### WORK TO BE COMPLETED
Please return the full listing below without altering anything.

● ● ● ● ●

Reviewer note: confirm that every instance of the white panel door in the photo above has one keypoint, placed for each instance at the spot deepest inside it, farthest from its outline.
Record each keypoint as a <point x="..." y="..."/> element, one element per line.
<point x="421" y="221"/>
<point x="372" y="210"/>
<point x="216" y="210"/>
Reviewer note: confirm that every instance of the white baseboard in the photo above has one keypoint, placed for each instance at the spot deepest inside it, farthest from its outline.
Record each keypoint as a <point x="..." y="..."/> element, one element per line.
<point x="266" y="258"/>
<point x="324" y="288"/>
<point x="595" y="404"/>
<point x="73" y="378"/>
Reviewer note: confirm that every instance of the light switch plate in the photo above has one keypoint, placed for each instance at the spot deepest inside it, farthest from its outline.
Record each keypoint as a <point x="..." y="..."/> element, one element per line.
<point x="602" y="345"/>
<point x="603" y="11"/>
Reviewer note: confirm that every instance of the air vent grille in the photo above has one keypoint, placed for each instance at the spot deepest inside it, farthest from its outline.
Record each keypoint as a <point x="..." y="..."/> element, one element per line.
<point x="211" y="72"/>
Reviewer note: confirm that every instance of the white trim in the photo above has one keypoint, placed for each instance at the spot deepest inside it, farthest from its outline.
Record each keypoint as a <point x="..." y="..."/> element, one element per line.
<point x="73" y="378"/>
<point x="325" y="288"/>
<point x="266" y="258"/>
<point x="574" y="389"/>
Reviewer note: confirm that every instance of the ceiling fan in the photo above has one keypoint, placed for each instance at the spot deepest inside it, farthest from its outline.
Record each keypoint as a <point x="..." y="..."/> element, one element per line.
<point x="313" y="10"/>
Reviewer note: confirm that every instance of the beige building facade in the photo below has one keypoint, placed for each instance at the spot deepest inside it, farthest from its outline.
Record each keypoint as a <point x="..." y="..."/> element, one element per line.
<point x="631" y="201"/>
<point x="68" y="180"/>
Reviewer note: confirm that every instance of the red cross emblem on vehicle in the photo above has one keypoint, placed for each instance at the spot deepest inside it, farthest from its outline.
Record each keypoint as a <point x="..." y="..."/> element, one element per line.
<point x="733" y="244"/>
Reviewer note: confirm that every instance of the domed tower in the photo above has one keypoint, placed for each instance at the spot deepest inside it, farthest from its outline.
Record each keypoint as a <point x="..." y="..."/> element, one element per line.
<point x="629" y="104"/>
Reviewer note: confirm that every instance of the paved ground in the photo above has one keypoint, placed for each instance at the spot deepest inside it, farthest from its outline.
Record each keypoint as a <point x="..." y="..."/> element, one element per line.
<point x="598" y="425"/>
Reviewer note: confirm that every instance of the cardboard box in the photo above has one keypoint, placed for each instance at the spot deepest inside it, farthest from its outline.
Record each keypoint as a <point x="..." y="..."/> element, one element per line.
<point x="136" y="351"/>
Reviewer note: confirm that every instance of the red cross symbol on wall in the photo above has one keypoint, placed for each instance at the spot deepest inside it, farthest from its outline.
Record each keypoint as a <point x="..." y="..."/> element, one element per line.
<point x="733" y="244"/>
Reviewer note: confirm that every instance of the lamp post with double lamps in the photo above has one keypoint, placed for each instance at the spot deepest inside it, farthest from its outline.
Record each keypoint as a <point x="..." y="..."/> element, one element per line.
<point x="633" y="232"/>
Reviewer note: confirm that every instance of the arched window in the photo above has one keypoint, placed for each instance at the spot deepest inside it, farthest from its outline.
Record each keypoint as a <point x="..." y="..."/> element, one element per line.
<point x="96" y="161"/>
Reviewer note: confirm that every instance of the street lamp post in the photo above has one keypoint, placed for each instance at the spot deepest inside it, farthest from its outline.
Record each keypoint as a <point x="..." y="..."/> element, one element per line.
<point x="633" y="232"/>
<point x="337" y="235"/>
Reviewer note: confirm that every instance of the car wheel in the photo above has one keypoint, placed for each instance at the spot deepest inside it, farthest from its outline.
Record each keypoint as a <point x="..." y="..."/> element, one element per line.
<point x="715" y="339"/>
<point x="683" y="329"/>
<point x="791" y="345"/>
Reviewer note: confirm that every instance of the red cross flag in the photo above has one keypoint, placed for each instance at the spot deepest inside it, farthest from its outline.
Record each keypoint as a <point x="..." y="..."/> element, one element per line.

● ● ● ● ●

### RESPONSE BELOW
Reviewer note: confirm that every instance of the white panel door in the photo above has one keypoint, placed for each instance at the spot deepest inside it, farthest from its outline.
Record each keypoint as a <point x="..." y="..."/> element, one element per line.
<point x="421" y="221"/>
<point x="372" y="210"/>
<point x="216" y="210"/>
Reviewer note: confirm that every instance of the white baseboard in the photo above has one keypoint, placed for each instance at the spot deepest inside it, farthest from its outline.
Record each keypoint as a <point x="..." y="..."/> element, one element per line.
<point x="266" y="258"/>
<point x="324" y="288"/>
<point x="595" y="404"/>
<point x="73" y="378"/>
Reviewer note: confirm that every instance of the light switch plate in the photo above has one keypoint, placed for each instance at the spot deepest inside it, farthest from its outline.
Record each keypoint as a <point x="..." y="..."/> element, one element per line.
<point x="602" y="345"/>
<point x="603" y="11"/>
Reviewer note: confirm that every instance of the air vent grille in the photo above has one keypoint, placed for each instance at the spot deepest inside it, farthest from its outline.
Record each keypoint as a <point x="..." y="..."/> element, one element per line.
<point x="211" y="72"/>
Reviewer note: confirm that every instance of the white trim in the photo above has one keypoint, placed for each instance at the spot deepest inside it, farthest from its outline.
Record each keypoint as a <point x="..." y="..."/> element, one element per line.
<point x="73" y="378"/>
<point x="325" y="288"/>
<point x="266" y="258"/>
<point x="574" y="389"/>
Reviewer note: confirm that every instance of the ceiling fan in the photo above has one keypoint, placed for each instance at the spot deepest inside it, farthest from its outline.
Record each keypoint as a <point x="..." y="..."/> element, one element per line.
<point x="313" y="10"/>
Reviewer note: confirm that every instance of the beige building facade in the photo below has one keypoint, placed for each instance at the spot deepest inside it, farthest from its outline.
Record each keypoint as a <point x="..." y="..."/> element, one element per line.
<point x="631" y="201"/>
<point x="68" y="180"/>
Reviewer note: confirm that every instance of the red cross emblem on vehicle in the photo above has one keypoint, placed for each instance at the spot deepest inside it, farthest from its outline.
Record each keypoint as a <point x="..." y="..."/> element, one element per line.
<point x="733" y="244"/>
Reviewer note: confirm that every instance of the domed tower in the photo above has one keypoint, placed for each instance at the spot deepest inside it, farthest from its outline.
Record each keypoint as a <point x="..." y="..."/> element, one element per line.
<point x="629" y="104"/>
Reviewer note: confirm that every instance of the paved ground in the photo above has one keypoint, placed for each instance at the spot deepest inside it, farthest from its outline.
Record each keypoint as a <point x="..." y="..."/> element, one element per line.
<point x="598" y="425"/>
Reviewer note: confirm that every instance of the cardboard box in the photo above has one keypoint, placed for each instance at the spot deepest inside it, farthest from its outline.
Record each keypoint as a <point x="..." y="..."/> element, one element per line.
<point x="136" y="351"/>
Reviewer note: confirm that every instance of the red cross symbol on wall in the photo above has one keypoint, placed for each instance at the spot deepest inside it, farthest from its outline.
Record each keypoint as a <point x="..." y="..."/> element, one element per line.
<point x="733" y="244"/>
Reviewer note: confirm that every instance of the lamp post with double lamps in the photo above has one keypoint, placed for each instance at the spot deepest inside it, farthest from its outline.
Record each keypoint as a <point x="..." y="..."/> element, one element per line.
<point x="633" y="232"/>
Reviewer note: confirm that every instance of the arched window in the photo above has one keypoint, placed for each instance at the spot deepest inside it, farthest from its outline.
Record each keypoint as a <point x="..." y="..."/> element, one element per line.
<point x="96" y="161"/>
Reviewer note: confirm that every instance of the street lamp post in the photo above has one keypoint, placed for each instance at the spot deepest inside it, farthest from its outline.
Record each keypoint as a <point x="..." y="..."/> element, one element per line.
<point x="633" y="232"/>
<point x="337" y="235"/>
Reviewer note: confirm that every instance of the car wheel in the photo above has one keypoint, placed for each instance at the spot deepest inside it, farthest from its outline.
Record each keypoint as a <point x="..." y="..."/> element, one element per line.
<point x="715" y="339"/>
<point x="683" y="329"/>
<point x="791" y="345"/>
Reviewer note: confirm that every instance of the red cross flag in the photo above has one keypoint, placed for each instance at the spot deepest inside it, farthest from its outline.
Record each keypoint as a <point x="..." y="..."/> element, one element per line.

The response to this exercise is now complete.